Task instructions: Copy word for word the lines from the start of the records through the line that contains "of the signboard.", both included.

Listed records:
□ □ □ □
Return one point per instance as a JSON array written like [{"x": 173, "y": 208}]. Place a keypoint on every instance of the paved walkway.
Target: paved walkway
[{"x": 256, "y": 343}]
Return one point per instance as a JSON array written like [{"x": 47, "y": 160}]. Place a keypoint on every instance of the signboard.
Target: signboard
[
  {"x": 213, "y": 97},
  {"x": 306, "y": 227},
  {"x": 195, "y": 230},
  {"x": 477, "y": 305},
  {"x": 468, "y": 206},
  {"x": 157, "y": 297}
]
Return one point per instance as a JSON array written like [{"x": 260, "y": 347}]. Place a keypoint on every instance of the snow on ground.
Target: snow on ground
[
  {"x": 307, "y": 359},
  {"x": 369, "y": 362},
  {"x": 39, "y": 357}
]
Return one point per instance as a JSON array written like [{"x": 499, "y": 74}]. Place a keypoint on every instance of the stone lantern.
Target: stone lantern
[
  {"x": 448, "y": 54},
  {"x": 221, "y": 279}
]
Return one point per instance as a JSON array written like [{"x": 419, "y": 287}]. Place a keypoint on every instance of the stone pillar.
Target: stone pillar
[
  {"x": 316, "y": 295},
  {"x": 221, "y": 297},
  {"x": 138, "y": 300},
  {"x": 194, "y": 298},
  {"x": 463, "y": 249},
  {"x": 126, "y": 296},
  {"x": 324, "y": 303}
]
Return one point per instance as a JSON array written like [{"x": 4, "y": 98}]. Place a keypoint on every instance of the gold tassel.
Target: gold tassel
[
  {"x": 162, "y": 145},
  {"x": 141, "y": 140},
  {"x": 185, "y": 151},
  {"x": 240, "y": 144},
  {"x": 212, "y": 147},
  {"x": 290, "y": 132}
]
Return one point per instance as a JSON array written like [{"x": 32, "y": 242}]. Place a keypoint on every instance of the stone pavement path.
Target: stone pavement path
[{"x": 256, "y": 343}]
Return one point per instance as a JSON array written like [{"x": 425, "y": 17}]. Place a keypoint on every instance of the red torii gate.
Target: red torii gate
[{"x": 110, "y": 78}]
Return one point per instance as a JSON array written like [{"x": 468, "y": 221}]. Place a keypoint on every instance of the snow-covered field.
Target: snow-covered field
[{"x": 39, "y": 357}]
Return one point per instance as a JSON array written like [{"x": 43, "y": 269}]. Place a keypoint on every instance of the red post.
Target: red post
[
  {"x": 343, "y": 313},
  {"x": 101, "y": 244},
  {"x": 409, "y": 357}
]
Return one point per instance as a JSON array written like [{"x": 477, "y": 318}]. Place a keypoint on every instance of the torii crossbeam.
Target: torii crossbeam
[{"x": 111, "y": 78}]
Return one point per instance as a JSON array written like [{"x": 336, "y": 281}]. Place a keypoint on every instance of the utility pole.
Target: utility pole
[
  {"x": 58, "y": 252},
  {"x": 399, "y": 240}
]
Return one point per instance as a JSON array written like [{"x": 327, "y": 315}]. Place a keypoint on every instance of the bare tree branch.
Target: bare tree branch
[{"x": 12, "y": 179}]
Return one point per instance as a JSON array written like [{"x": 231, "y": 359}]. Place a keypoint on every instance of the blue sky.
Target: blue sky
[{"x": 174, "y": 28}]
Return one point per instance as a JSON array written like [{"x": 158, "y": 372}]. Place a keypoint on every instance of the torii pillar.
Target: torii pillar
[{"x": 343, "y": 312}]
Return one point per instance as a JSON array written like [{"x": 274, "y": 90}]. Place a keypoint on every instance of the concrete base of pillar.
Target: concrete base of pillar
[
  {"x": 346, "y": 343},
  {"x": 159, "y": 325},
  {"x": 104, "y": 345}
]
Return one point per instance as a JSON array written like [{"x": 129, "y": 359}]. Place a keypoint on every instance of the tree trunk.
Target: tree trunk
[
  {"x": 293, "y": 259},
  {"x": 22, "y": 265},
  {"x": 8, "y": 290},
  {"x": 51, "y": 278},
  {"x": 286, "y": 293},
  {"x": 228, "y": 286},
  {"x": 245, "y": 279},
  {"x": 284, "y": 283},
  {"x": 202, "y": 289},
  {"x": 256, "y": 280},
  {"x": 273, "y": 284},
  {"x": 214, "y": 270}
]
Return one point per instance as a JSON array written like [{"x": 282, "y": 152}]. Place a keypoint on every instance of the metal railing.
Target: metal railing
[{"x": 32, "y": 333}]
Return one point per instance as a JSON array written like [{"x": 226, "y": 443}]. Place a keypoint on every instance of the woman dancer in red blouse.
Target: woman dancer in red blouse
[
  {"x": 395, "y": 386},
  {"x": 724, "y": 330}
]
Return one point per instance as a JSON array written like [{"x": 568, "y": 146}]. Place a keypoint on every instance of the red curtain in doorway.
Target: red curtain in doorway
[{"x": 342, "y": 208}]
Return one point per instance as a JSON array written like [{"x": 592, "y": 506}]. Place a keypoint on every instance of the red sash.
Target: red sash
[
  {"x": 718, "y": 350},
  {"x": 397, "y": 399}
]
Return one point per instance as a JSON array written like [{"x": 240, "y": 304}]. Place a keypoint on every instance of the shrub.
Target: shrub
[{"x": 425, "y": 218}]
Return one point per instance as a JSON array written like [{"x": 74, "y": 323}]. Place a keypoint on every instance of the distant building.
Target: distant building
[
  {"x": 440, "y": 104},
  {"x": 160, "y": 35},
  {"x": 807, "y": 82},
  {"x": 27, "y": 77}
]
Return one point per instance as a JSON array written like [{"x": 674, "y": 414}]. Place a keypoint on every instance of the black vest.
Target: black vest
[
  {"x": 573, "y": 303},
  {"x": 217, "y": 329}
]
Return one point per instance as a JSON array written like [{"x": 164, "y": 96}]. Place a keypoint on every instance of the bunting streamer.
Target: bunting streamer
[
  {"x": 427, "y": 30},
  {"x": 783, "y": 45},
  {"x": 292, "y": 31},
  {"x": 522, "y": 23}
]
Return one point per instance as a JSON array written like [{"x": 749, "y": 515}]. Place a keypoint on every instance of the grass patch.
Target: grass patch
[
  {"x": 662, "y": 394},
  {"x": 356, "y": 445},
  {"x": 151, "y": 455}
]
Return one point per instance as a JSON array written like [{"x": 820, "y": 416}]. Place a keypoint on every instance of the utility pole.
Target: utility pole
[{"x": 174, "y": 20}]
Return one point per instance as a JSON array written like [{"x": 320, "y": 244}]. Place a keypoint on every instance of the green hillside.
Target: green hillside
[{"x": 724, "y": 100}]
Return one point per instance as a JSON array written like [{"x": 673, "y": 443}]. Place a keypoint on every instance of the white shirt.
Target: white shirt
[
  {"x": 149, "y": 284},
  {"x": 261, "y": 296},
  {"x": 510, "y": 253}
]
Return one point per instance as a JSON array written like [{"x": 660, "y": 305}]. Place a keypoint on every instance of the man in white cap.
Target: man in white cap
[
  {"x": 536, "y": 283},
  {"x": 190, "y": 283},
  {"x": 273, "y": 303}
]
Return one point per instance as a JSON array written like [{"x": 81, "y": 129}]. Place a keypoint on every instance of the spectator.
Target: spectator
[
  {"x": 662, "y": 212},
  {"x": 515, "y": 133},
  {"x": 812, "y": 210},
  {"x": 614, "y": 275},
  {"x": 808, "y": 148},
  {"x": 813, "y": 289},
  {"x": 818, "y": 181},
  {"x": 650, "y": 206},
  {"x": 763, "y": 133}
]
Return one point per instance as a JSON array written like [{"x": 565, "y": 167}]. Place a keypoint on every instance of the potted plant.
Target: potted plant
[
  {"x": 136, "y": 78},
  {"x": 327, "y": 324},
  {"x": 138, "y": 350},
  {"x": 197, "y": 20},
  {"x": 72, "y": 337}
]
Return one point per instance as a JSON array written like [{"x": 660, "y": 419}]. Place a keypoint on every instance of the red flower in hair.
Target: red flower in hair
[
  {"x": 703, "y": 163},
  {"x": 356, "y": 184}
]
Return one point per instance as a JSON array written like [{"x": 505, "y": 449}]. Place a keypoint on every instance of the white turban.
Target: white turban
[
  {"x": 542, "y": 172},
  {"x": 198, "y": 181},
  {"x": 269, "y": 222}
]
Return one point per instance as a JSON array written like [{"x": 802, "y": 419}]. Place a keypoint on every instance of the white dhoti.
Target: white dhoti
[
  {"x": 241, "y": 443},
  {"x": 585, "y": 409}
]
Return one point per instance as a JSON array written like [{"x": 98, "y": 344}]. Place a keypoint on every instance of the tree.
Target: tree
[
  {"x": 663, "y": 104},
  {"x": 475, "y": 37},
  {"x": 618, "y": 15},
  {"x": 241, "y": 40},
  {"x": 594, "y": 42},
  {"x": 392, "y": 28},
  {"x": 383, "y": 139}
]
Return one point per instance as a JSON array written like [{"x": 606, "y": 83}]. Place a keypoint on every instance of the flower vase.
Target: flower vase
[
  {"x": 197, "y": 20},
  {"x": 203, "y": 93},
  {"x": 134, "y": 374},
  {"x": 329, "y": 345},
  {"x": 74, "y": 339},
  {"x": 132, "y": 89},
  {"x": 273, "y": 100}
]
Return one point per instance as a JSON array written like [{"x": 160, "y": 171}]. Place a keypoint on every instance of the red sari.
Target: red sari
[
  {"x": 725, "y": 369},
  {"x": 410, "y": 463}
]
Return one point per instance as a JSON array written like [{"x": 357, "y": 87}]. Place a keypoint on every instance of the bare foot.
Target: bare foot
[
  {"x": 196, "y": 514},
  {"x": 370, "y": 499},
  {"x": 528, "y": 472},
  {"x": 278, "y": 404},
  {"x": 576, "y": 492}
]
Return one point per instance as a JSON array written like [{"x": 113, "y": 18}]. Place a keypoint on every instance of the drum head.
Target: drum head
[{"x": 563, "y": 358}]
□ □ □ □
Completed task:
Return one point per instance as a JSON array written like [{"x": 173, "y": 208}]. Place a keypoint on every instance of the paved walkway.
Target: paved walkway
[{"x": 256, "y": 343}]
Return one point per instance as a JSON array written like [{"x": 47, "y": 160}]. Place a keypoint on every instance of the signboard.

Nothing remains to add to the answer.